§ GIVEN TASK
Pull out every one of the lines below that contains the string "balcony", and copy each such line in full. Treat uppercase and lowercase letters as different.

§ DATA LINES
begin
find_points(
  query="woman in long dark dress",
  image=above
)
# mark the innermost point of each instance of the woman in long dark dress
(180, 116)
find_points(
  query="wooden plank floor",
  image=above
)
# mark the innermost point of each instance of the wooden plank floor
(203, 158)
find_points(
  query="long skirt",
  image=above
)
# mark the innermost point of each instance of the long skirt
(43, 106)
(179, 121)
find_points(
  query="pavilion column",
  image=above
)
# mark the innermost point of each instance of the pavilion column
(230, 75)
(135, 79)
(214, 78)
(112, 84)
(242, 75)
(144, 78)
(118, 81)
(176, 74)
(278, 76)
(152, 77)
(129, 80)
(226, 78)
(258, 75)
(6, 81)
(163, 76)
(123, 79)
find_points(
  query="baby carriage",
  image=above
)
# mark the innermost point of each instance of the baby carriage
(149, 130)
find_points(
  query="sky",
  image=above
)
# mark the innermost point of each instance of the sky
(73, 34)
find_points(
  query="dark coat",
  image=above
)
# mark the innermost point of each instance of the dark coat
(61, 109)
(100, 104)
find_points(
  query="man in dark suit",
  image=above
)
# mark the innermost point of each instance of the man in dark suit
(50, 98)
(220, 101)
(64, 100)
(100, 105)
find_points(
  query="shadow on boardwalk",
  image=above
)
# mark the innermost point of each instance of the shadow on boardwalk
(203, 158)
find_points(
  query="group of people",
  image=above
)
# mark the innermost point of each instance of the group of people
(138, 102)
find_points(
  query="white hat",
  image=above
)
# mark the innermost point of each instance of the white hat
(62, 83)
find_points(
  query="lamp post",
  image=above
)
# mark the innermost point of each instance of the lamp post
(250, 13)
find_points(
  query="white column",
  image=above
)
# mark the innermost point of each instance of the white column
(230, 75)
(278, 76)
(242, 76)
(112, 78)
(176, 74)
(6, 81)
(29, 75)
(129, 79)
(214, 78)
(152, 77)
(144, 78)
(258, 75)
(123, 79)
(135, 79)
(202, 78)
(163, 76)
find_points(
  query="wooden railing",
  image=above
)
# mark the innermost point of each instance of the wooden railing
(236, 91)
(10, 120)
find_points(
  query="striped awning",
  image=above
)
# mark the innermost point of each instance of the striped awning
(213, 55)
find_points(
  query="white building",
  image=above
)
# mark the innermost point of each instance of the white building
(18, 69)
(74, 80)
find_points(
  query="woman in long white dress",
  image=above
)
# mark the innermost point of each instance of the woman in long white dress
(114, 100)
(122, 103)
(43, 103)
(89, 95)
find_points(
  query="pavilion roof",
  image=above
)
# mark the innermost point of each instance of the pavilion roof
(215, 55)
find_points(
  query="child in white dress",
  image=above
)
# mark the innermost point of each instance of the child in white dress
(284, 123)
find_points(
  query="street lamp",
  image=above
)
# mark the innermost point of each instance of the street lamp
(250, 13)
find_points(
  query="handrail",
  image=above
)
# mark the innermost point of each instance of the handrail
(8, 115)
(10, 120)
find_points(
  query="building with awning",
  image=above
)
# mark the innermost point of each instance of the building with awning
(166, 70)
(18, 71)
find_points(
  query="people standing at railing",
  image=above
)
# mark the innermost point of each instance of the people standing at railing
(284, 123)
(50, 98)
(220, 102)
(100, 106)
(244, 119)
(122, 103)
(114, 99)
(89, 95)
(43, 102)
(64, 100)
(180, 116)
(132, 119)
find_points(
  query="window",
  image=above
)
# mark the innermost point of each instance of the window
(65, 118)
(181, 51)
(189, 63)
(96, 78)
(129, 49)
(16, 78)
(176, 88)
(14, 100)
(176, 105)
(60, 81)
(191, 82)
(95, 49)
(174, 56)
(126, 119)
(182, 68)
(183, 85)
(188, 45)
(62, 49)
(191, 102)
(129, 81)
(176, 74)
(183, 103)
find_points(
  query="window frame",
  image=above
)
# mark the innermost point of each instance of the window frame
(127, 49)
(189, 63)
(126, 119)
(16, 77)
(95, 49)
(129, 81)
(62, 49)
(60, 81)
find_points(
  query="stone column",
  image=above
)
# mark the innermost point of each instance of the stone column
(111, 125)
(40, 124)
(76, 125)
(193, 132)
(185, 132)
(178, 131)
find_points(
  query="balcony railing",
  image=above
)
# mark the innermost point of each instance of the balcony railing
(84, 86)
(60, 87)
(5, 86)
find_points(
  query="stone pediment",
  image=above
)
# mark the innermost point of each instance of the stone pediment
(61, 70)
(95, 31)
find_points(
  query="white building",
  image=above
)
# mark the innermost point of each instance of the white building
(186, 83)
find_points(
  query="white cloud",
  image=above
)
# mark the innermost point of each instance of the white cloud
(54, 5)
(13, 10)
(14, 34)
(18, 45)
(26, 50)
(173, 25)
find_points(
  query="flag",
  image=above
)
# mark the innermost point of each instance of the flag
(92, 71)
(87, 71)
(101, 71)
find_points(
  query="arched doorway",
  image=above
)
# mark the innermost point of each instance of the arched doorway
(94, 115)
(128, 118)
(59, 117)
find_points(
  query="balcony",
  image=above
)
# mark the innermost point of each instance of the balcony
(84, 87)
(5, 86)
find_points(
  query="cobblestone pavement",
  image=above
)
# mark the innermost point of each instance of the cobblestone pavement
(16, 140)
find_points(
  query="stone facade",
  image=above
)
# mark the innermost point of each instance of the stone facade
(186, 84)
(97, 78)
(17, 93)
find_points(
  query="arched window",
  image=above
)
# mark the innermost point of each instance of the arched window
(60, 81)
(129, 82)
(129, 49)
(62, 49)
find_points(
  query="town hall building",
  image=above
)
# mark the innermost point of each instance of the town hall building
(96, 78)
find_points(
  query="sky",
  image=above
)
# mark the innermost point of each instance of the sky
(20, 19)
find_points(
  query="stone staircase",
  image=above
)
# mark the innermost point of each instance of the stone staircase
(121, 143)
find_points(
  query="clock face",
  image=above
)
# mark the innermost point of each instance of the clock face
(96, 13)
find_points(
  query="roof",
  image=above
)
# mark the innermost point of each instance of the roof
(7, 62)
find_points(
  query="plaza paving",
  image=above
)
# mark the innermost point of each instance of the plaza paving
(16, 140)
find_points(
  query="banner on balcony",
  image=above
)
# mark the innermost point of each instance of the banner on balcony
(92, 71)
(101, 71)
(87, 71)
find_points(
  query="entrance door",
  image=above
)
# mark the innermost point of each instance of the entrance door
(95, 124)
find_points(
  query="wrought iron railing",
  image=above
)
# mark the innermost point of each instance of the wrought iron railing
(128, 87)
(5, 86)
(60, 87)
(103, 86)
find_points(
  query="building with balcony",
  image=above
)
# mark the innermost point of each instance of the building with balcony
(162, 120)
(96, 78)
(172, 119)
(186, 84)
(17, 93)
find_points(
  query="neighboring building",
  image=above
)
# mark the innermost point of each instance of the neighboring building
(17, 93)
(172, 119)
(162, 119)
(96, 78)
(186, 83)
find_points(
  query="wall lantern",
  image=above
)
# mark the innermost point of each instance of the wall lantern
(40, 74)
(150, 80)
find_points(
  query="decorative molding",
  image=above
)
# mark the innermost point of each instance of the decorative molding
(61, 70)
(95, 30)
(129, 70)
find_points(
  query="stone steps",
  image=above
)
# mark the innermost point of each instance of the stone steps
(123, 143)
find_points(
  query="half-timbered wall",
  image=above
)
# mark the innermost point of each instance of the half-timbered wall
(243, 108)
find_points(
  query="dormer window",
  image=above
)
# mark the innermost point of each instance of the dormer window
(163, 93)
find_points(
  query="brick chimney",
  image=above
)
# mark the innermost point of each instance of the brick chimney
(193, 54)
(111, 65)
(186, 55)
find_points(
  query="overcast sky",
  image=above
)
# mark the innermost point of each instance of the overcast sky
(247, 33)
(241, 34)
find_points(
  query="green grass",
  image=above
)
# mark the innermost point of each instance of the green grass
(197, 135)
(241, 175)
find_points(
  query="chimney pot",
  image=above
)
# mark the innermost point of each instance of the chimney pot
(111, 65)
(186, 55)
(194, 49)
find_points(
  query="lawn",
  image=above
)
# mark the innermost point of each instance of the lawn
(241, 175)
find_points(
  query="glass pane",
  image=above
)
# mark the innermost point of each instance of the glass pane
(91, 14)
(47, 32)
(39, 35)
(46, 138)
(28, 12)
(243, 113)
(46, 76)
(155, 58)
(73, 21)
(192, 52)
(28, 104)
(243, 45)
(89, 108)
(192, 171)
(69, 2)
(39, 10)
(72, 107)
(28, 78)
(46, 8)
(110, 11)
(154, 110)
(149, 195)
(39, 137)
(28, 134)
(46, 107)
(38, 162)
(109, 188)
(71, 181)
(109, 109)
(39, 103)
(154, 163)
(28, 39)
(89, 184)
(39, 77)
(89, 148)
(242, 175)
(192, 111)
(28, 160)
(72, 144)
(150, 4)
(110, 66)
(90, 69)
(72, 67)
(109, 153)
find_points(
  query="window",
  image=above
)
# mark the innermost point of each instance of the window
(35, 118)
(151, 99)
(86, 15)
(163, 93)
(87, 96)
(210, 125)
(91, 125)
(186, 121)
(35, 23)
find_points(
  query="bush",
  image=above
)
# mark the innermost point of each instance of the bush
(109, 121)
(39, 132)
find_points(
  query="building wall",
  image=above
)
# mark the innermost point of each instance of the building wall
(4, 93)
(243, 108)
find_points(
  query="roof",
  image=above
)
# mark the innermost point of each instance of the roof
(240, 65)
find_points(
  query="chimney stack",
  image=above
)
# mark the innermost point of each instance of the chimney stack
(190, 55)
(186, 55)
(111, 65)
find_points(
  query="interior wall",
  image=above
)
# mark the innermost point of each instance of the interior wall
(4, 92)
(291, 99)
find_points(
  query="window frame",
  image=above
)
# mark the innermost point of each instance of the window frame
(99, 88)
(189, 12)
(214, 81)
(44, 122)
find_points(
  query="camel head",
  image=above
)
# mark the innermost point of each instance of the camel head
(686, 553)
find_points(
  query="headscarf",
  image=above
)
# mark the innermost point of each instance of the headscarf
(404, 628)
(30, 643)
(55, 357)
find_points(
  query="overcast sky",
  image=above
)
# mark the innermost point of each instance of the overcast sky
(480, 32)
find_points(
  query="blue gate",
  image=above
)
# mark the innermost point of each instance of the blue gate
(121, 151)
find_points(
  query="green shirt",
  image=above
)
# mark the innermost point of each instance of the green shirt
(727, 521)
end
§ ANSWER TO THIS PROBLEM
  query="balcony railing",
# mark the innermost point of each instance of the balcony railing
  query="balcony",
# mark the innermost point of each instance of the balcony
  query="banner on balcony",
# mark the innermost point of each instance of the banner on balcony
  query="building with balcony",
# mark the innermost point of each instance of the building with balcony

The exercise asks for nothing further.